気象庁は1日、日本の7月の平均気温が平年(2020年までの30年間平均)を2.89度上回り、1898年の統計開始以来の最高記録を3年連続で更新したと発表した。一方、日本海側を中心に降水量が少なく、東北地方の日本海側は平年比13%、北陸は8%にとどまり、1946年の統計開始以来の最少記録となった。
 今年は6月の平均気温も史上最高を更新しており、同庁異常気象情報センターの及川義教所長は「夏(6~8月)の平均気温も更新する可能性が十分ある」との見方を示した。昨年の夏は一昨年と並び、2年連続で過去最高だった。
 東北の日本海側や北陸では渇水が深刻化している所がある。及川所長は「8月前半は一時的に平年並みか平年を上回る降水量が予想されるが、これまでの少雨を解消するほどの量にはならない可能性がある」と指摘。水道水や農業用水の管理に十分注意するよう呼び掛けた。

[課題の指示]
本文によると、今年7月の日本の平均気温は平年より何度高かったですか。

[データの抜粋]
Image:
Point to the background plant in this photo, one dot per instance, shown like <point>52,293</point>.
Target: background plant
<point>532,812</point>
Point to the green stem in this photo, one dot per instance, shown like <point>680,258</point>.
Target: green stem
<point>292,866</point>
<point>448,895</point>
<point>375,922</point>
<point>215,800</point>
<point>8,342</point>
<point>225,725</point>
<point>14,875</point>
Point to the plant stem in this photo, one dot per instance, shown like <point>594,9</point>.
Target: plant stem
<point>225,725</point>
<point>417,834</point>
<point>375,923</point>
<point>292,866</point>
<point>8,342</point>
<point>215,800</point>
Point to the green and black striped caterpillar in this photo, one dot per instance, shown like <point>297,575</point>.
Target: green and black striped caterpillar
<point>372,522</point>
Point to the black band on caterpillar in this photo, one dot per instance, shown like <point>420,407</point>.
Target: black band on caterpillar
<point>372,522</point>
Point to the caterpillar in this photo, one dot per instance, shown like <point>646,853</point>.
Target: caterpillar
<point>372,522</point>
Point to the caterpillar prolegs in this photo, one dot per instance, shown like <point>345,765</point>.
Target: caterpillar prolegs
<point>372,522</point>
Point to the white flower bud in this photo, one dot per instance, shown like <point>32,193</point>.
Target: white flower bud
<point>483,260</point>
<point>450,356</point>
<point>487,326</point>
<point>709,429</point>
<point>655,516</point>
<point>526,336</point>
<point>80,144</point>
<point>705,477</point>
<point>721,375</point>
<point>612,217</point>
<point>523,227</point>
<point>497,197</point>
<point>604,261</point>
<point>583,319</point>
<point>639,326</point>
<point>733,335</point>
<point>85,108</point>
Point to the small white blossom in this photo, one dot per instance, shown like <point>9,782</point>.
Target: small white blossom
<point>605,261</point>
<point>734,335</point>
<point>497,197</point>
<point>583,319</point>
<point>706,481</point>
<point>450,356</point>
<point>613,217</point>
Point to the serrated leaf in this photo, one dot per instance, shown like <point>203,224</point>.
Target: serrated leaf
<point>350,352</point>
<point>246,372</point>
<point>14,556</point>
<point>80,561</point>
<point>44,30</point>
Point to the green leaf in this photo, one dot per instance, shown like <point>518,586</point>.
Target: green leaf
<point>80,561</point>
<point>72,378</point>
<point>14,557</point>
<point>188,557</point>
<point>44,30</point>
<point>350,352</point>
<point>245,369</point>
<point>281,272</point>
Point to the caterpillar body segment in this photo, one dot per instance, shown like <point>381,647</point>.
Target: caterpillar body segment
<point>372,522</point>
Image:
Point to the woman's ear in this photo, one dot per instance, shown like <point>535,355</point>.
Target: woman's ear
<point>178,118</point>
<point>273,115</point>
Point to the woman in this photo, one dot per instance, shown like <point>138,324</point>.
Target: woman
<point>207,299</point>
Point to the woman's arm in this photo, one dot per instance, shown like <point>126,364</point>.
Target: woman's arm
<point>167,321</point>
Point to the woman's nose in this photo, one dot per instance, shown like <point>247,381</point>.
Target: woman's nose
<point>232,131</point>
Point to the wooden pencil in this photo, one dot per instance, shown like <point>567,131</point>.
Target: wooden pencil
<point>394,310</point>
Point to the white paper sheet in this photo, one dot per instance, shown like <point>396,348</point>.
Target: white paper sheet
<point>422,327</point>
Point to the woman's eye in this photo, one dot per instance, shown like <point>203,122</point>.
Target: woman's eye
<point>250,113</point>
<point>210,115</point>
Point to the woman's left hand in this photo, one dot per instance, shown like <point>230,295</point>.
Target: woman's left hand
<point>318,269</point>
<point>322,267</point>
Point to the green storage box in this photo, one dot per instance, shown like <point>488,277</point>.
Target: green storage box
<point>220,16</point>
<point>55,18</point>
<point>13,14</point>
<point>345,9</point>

[この課題の答え]
2.89度高かったです。